__AUFGABE A__.
Ändere im Textauszug über Burnout alles von „Depressionen sind gekennzeichnet“ bis hinunter zu „ich einen Burnout?“ ab, indem du „Energie“ durch „Kraft“ ersetzt, und gib diesen Teil vollständig wieder.
__AUFGABE B__.
Erkläre in ein bis drei Sätzen, warum es laut dem Textauszug über Burnout zur Leugnung von Problemen und zur Umdeutung von Werten kommt.
__AUFGABE C__.
Nimm den Textauszug über Burnout dort wieder auf, wo er endet, und schreibe ihn weiter.

__TEXTAUSZUG__.

Depressionen sind gekennzeichnet durch vergleichsweise wenig Energie und Antrieb. Mir hat folgendes Bild bei der Unterscheidung geholfen: 

  •  Ein Burnout-Betroffener erschöpft sich beim Rennen; er rennt hinter seinen Zielen hinterher.
  •  Ein Depressions-Betroffener geht und rennt nicht los, weil er es sich nicht zutraut.

Wie kann ein Burnout entstehen? Wie erkenne ich einen Burnout? 

Die Anfangsphasen des Burnout sehen vor allen Dingen für Unternehmen verlockend aus: Am Anfang steht nach Herbert Freudenberger und seinem 12-Phasenmodell immer der Zwang sich zu beweisen. Dieser Zwang ist in der Person und unabhängig vom Umfeld. Es ist der Zwang, es immer perfekt machen zu wollen oder es immer allen recht machen zu wollen (vgl. Theorie der Antreiber). Durch diesen Zwang zeige ich einen verstärkten Einsatz: ich arbeite mehr, delegiere weniger, bin übermäßig erreichbar (z.B. auch im Urlaub) und melde mich freiwillig für zusätzliche Projekte. Mal ehrlich: Als Führungskraft und Unternehmer sind diese Mitarbeiter doch sehr willkommen!

Da ich mehr arbeite, vernachlässige ich immer mehr meine eigenen Bedürfnisse. Dies kann recht banal mit dem Ausfall des Mittagessens anfangen bis hin zur Vernachlässigung von Ruhe- / Schlafzeiten sowie körperlichen und sozialen Bedürfnissen. Daraus folgen dann im nächsten Schritt die Leugnung von Problemen und Umdeutung von Werten – ich möchte mich weiter gut fühlen, sortiere mich innerlich neu, damit ich mein neues Verhalten vor mir rechtfertigen kann. Typisches Zeichen: wenn mich jemand anspricht, was denn los sei, da ich so angespannt und verändert wirke, sage ich „alles in Ordnung“. Die nächsten Phasen gehen dann über den Rückzug und stark beobachtbaren Verhaltensänderungen hin zu innerer Leere, Depression und völliger Erschöpfung. Begleitet werden diese 12 Verhaltensphasen zumeist durch körperliche Symptome, die individuell ganz unterschiedlich sein können.

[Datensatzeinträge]
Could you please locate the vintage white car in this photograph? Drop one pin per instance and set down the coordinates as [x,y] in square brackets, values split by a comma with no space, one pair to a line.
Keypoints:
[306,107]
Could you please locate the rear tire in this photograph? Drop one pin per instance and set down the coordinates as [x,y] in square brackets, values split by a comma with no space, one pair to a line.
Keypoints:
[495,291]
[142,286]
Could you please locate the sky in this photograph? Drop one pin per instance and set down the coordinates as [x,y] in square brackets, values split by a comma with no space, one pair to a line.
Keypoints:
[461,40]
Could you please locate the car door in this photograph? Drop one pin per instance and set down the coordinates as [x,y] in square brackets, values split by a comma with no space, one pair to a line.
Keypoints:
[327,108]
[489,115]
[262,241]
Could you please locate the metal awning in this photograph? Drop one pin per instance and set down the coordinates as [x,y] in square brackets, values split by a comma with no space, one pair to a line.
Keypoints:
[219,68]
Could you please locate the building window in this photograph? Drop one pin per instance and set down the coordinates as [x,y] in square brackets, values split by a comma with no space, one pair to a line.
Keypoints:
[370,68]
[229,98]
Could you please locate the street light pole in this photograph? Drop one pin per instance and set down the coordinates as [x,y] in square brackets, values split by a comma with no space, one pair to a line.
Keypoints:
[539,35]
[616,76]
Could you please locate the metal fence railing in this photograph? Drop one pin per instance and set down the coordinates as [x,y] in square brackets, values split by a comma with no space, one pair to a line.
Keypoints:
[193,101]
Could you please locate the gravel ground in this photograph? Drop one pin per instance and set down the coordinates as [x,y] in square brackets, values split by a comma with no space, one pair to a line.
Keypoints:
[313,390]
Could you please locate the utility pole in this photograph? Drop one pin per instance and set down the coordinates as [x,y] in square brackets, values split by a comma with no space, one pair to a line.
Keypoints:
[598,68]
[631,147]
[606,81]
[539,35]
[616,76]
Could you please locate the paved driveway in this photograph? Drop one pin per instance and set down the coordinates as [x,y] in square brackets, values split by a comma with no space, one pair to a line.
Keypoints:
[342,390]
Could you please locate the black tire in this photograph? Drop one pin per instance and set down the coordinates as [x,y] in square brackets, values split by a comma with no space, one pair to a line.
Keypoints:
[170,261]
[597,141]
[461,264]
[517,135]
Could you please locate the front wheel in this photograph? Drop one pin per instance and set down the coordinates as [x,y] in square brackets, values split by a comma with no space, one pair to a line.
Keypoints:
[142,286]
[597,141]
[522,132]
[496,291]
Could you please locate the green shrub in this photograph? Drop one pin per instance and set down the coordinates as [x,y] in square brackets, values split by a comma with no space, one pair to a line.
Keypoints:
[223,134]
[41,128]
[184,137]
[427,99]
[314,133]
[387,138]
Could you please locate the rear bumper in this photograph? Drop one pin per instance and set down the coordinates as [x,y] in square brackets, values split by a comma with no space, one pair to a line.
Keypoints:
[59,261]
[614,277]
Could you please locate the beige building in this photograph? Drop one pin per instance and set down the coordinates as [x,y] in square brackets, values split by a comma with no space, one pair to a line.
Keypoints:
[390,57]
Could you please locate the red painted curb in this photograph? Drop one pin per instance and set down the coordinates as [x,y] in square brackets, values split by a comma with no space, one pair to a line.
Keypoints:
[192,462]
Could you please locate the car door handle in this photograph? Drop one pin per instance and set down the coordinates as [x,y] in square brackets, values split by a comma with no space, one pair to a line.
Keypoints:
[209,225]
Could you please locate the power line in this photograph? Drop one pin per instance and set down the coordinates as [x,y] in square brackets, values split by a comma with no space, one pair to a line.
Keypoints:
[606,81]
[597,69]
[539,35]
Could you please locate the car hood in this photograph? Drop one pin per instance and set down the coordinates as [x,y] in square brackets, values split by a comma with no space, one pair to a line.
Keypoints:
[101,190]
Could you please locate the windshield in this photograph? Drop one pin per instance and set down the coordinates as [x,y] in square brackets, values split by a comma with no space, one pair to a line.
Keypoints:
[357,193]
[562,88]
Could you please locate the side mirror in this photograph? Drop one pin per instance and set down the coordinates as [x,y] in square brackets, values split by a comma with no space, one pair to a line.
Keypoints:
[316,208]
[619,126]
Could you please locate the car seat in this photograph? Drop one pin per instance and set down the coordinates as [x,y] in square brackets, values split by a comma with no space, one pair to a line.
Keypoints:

__ANTWORT A__.
Depressionen sind gekennzeichnet durch vergleichsweise wenig Kraft und Antrieb. Mir hat folgendes Bild bei der Unterscheidung geholfen: 

  •  Ein Burnout-Betroffener erschöpft sich beim Rennen; er rennt hinter seinen Zielen hinterher.
  •  Ein Depressions-Betroffener geht und rennt nicht los, weil er es sich nicht zutraut.

Wie kann ein Burnout entstehen? Wie erkenne ich einen Burnout?

__ANTWORT B__.
Betroffene möchten sich weiterhin gut fühlen und sortieren sich deshalb innerlich neu. So können sie ihr neues Verhalten vor sich selbst rechtfertigen, also mehr zu arbeiten und die eigenen Bedürfnisse zu vernachlässigen.

__ANTWORT C__.
Mir ist vor allen Dingen wichtig zu erwähnen, dass Menschen, die diese Phasen durchlaufen und von Anfang an weiterhin diesen Zwang haben, sich zu beweisen. Das bedeutet: Ein Burnout ist von Außen extrem schwer zu erkennen, weil die Betroffenen viel dafür tun, das leistungsfähige Fremdbild mit allen Mitteln aufrecht zu erhalten. Und auf einmal geht dann nichts mehr. Aus eigener Erfahrung und aus den Berichten meiner Kunden kenne ich die Aussage „Von der/dem hätte ich das nie gedacht, der/die war immer total fit und auf einmal war sie/er nicht mehr da.“

 

Was kann ich tun?

Seien Sie sich Ihrer Antreiber, Ihrer inneren Peitschen bewusst und fragen Sie sich: Ist das ein Zwang, dass ich mich beweisen möchte oder ist es ein Wunsch? Ein Wunsch ist okay.

Achten Sie auf Ihre Bedürfnisse und nehmen Sie diese ernst. Gehen Sie einen Schritt zurück, wenn Sie merken, dass Sie länger als 2-3 Wochen Ihre eigenen Bedürfnisse vernachlässigen. Seien Sie dankbar für Feedback von Ihren Liebsten und fordern Sie auch Feedback von Ihren „Vertrauenspersonen“ ein. Gehen Sie innerlich auf Distanz zu sich und fragen Sie sich öfter mal, wie Sie sich fühlen, ob das intelligent ist, so wie Sie arbeiten und sich verhalten (oder auch verausgaben). Fragen Sie sich regelmäßig, wie voll Ihre Akkus sind. Seien Sie ehrlich zu sich selbst.

Meine persönliche Erfahrung mit Mr. Burnout hatte ein Happy-End. Zunächst einmal habe ich in meiner ersten Therapie-Stunde nichts von Burnout gehört sonder erfahren, dass ich eine „Wertekrise“ habe, sprich: Die bisherigen Werte schmecken und passen mir nicht mehr. Damit konnte ich sehr gut arbeiten. Vielleicht, nein, ziemlich sicher, waren es auch gar nicht meine eigenen Werte. So war es Zeit, einmal gründlich nachzudenken: Was ist für mich wirklich bedeutsam, wie möchte ich leben, wie möchte ich arbeiten? Welche Ansprüche gibt es von mir selbst, welche von meinem Umfeld? Was davon ist okay und welche möchte ich überprüfen?

Das alles brauchte seine Zeit, vielmehr Zeit als mein innerer Zwang mir vorpredigte. So empfinde ich meinen Burnout wirklich nicht als Beinbruch sondern als wichtigen Wendepunkt auf meiner Lebensreise.